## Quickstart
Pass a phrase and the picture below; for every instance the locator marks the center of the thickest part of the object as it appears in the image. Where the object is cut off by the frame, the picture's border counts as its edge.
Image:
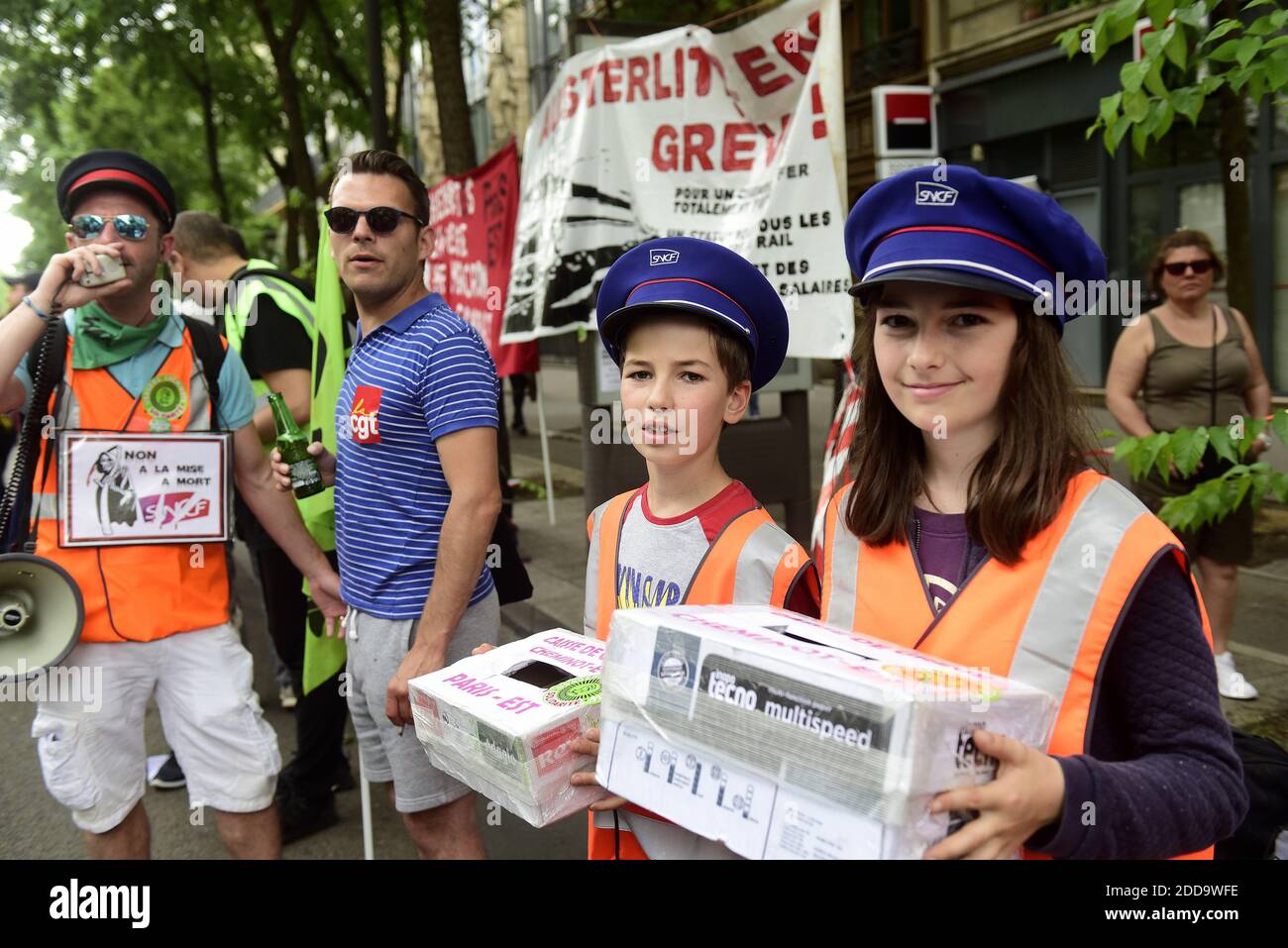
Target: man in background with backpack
(156, 613)
(269, 321)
┄┄┄┄┄┄
Once the pictures are set aside, transcribe the remaining lines above exactly.

→ TASK SOLUTION:
## Quickstart
Pass a phrase and the picture below; for every instance the locator marks the center of the thickest part of the object as it appears in the image. Where the object is cut off by the frame, the picture's border counts as its edge.
Image:
Target: man in background with backpack
(156, 613)
(269, 321)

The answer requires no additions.